:: Instructions to follow ::
Please rewrite the lines from the one containing "indicate: power line" through the final line, both included, as a numbered list without any blank lines.

:: Point annotation records ::
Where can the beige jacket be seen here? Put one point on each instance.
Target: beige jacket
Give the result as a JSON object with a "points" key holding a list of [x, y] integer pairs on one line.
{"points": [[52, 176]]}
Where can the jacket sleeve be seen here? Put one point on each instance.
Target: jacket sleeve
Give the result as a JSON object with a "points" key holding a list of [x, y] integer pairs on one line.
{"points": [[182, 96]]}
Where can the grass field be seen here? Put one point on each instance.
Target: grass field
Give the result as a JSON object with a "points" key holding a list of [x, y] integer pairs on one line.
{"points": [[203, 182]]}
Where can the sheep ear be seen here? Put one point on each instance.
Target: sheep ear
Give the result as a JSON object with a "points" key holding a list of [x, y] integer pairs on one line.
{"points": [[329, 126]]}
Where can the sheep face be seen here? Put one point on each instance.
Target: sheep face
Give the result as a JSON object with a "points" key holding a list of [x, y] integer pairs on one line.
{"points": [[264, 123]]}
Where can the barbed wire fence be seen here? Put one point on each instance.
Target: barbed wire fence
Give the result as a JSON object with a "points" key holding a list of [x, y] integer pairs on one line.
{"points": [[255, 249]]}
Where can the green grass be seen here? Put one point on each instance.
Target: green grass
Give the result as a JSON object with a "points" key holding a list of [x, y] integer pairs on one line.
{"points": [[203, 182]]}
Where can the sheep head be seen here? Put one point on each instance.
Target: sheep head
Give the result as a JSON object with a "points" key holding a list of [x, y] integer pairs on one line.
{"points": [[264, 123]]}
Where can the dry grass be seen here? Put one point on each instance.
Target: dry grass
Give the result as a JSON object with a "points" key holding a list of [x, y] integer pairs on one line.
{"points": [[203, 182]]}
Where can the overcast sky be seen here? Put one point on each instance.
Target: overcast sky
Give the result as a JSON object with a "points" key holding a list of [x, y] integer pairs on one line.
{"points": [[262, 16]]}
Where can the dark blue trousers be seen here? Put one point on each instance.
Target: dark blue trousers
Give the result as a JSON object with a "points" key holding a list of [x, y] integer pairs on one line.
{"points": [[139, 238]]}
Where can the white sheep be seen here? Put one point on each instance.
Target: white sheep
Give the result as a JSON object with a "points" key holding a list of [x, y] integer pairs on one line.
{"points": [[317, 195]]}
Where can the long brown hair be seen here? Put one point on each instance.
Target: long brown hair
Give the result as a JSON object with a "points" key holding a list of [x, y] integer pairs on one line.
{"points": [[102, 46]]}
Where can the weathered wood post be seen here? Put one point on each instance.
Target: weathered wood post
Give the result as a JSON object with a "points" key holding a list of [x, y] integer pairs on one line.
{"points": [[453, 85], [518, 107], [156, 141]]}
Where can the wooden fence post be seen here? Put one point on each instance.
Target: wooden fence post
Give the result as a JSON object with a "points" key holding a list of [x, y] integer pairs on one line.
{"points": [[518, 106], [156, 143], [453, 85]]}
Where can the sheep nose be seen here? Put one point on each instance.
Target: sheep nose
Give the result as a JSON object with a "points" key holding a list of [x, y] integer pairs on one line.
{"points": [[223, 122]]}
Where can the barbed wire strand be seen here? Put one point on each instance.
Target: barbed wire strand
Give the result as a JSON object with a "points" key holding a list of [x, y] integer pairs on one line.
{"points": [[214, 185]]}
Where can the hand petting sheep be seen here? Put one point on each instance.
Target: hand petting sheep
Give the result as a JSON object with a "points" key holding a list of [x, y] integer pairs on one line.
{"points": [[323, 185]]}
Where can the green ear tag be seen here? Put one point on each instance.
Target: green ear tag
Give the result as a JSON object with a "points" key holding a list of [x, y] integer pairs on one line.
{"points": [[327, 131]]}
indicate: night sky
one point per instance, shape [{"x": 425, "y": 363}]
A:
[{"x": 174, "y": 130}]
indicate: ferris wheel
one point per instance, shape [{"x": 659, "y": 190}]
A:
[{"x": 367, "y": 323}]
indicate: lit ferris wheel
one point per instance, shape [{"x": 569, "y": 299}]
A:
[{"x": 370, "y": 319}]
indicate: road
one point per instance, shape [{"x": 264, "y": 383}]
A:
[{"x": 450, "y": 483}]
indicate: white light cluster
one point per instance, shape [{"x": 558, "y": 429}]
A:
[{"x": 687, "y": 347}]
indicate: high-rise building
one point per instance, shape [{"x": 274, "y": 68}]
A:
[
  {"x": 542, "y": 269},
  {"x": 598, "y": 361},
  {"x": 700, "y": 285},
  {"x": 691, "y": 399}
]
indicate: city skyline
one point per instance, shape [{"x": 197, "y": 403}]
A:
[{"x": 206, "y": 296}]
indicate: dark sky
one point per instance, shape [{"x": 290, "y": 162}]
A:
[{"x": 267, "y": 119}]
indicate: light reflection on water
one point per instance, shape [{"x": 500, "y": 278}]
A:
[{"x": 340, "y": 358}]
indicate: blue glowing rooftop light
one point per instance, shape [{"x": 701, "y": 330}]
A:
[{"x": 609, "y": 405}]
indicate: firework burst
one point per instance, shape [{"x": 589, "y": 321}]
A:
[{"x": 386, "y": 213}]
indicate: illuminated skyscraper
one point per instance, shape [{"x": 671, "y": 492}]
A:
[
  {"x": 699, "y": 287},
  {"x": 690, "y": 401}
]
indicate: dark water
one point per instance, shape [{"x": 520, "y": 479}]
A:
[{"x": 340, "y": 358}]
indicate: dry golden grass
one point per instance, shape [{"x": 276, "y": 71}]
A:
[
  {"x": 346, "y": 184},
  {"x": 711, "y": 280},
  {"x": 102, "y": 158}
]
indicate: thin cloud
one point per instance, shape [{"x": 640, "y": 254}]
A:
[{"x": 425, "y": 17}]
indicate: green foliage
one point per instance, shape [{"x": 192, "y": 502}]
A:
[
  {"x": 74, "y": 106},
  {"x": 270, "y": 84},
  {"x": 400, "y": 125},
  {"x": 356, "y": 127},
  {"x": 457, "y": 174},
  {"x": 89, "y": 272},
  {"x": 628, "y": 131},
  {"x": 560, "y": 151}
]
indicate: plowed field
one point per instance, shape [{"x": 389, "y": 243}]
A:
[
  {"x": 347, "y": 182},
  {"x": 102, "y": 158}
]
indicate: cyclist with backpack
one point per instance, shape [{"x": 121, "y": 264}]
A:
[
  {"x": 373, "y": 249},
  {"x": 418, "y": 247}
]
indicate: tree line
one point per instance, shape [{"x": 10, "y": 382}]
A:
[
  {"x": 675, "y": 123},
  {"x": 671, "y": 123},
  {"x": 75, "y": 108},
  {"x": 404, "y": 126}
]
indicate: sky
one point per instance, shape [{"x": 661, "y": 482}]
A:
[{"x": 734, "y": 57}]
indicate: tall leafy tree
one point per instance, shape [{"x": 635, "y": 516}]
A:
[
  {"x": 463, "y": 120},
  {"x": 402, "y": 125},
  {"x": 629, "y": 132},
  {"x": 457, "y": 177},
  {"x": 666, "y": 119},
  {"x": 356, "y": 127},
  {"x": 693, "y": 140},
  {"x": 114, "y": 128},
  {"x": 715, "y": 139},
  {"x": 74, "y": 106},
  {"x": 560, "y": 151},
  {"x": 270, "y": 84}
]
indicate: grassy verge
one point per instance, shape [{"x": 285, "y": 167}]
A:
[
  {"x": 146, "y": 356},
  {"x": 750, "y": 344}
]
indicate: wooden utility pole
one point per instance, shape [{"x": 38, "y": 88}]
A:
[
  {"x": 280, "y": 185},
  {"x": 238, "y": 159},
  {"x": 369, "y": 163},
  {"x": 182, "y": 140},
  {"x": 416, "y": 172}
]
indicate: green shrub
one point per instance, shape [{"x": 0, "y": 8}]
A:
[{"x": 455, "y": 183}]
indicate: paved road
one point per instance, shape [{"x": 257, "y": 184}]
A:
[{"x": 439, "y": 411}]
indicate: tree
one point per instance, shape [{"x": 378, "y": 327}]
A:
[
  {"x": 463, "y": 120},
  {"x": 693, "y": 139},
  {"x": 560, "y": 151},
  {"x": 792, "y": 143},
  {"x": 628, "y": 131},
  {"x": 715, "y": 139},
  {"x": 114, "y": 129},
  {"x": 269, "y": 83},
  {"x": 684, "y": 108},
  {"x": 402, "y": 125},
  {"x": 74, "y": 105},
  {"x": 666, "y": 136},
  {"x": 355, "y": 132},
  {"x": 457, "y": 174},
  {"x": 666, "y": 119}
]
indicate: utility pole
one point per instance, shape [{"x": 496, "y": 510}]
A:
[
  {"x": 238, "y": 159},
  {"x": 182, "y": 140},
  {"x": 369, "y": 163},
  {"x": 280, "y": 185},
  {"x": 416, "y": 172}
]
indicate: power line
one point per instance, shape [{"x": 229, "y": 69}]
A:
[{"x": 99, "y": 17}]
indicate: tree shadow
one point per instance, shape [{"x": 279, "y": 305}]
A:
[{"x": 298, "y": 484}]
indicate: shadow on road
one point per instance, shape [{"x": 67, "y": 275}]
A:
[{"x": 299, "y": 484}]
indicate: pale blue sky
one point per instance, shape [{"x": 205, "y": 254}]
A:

:: The reply ::
1. indicate: power line
2. one point per instance, shape [{"x": 229, "y": 69}]
3. A:
4. [{"x": 99, "y": 17}]
5. indicate: tree shadow
6. one point per instance, shape [{"x": 279, "y": 305}]
7. A:
8. [{"x": 298, "y": 484}]
9. indicate: shadow on road
10. one point per instance, shape [{"x": 67, "y": 275}]
11. A:
12. [{"x": 299, "y": 484}]
13. indicate: pale blue sky
14. one point per instance, shape [{"x": 205, "y": 254}]
15. A:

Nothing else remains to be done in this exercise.